▸ **ВЫБРАННЫЙ ОТРЫВОК**:
----

Андрей Мансветов


БЕС АЛЛЮЗИЙ. По следам конкурса без конкурса

 
27 апр 2020
Но «жизнь такова, какова она есть,
и больше – никакова!» (В. Костров)
Итак, состоялась экспериментальная попытка поговорить за литературу в конкурсном формате. В качестве повода для разговоров организаторами было предложено сорок пять текстов, авторы которых по условию должны были предложить художественное высказывание, при создании коего постараться избежать устойчивых (т.е. узнаваемых) культурных и речевых конструктов.
В формально-словарной юриспруденции авторам было необходимо избежать вот этого:
Аллю́зия (лат. allusio «намёк, шутка») — стилистическая фигура, содержащая указание, аналогию или намёк на некий литературный, исторический, мифологический или политический факт, закреплённый в текстовой культуре или в разговорной речи. Материалом при формулировке аналогии или намёка, образующего аллюзию, часто служит общеизвестное историческое высказывание, какая-либо крылатая фраза или цитата из классической поэзии.

----

▸ **СОДЕРЖИМОЕ НАБОРА ДАННЫХ**:
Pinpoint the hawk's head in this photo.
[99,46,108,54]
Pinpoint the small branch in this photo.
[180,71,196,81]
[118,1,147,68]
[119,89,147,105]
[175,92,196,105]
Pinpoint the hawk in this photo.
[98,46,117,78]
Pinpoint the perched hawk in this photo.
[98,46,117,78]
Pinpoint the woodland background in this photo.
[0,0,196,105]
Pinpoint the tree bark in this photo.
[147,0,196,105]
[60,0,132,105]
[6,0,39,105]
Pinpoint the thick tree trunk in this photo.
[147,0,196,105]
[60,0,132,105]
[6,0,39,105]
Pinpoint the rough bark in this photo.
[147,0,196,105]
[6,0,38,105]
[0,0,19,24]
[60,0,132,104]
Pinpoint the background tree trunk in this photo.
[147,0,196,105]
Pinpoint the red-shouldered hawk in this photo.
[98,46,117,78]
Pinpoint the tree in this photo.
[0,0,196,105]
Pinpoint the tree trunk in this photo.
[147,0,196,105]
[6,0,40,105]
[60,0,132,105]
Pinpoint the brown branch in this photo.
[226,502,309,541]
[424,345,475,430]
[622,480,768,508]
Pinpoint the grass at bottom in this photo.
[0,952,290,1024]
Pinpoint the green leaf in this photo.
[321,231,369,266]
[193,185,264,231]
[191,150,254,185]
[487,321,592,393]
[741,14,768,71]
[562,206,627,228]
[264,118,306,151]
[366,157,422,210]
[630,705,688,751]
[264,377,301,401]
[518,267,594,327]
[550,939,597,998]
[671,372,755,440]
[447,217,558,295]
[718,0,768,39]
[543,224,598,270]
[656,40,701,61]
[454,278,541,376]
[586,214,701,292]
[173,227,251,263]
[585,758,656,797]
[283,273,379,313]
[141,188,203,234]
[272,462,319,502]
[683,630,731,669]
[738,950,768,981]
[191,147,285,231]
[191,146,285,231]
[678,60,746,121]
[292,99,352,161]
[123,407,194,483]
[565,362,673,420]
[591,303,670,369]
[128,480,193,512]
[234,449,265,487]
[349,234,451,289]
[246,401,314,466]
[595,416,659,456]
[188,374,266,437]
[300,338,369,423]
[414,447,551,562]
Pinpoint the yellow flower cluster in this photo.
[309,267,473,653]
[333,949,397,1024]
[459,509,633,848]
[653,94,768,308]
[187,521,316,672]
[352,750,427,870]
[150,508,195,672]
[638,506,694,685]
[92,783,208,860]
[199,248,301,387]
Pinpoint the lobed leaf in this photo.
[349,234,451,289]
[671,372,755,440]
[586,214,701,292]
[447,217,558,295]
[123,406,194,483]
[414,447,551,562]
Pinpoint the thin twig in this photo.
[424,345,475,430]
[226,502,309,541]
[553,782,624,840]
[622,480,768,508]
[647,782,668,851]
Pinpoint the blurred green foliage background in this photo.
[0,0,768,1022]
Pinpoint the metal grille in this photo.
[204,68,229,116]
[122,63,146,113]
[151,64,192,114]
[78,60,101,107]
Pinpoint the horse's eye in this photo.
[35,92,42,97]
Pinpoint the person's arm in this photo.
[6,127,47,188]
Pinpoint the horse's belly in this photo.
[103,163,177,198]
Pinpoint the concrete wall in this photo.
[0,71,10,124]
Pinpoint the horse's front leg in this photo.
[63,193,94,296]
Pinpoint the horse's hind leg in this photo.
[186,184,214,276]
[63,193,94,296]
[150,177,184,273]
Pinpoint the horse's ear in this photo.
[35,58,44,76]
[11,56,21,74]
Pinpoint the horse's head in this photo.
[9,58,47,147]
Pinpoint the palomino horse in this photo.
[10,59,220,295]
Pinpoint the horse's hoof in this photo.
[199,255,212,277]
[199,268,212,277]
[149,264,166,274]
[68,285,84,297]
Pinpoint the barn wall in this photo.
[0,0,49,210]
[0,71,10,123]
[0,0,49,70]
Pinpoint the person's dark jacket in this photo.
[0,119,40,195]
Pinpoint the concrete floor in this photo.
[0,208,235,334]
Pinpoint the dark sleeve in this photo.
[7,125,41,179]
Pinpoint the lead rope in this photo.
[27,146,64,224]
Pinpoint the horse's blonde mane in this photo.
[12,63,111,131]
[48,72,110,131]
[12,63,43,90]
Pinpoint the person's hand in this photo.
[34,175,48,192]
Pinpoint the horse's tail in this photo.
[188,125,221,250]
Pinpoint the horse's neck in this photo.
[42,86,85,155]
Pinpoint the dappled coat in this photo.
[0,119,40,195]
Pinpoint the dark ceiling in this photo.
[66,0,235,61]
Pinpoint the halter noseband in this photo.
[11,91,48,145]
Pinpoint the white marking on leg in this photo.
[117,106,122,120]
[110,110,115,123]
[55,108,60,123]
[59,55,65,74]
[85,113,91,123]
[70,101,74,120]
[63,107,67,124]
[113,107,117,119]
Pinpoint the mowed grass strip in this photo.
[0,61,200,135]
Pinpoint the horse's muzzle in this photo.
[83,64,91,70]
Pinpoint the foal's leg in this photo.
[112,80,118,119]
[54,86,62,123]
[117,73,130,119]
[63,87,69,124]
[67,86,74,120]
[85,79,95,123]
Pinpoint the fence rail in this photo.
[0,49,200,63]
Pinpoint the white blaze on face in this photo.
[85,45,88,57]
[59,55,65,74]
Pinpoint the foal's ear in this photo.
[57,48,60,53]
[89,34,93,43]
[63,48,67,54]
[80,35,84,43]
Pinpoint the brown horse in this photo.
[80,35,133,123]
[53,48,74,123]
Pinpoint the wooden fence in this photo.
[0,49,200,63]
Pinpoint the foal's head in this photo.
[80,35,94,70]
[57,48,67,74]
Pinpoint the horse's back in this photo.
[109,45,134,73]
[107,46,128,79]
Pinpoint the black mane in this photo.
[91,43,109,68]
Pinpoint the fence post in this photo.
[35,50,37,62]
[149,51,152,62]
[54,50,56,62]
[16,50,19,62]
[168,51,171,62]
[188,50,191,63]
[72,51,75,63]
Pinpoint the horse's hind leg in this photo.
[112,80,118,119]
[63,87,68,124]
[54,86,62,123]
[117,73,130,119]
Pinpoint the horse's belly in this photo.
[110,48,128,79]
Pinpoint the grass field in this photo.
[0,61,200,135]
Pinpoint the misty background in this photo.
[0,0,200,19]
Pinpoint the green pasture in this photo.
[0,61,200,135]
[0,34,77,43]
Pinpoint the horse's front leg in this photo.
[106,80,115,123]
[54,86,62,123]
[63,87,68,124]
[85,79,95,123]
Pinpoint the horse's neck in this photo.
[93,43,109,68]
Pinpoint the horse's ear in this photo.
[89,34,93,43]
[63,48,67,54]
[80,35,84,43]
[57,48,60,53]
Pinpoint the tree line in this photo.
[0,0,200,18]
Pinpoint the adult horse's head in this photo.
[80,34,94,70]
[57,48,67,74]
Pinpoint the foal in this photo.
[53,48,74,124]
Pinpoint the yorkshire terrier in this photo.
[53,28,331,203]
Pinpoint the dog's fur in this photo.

----

▸ **КОРОТКОЕ УПРАЖНЕНИЕ**:
Продублируйте из отрывка о конкурсе без аллюзий всё, что идёт начиная со слов «БЕС АЛЛЮЗИЙ. По» и вниз вплоть до слов «и речевых конструктов.», сохранив каждый знак.

▸ **ПОЛНЫЙ ОТВЕТ**:
БЕС АЛЛЮЗИЙ. По следам конкурса без конкурса

 
27 апр 2020
Но «жизнь такова, какова она есть,
и больше – никакова!» (В. Костров)
Итак, состоялась экспериментальная попытка поговорить за литературу в конкурсном формате. В качестве повода для разговоров организаторами было предложено сорок пять текстов, авторы которых по условию должны были предложить художественное высказывание, при создании коего постараться избежать устойчивых (т.е. узнаваемых) культурных и речевых конструктов.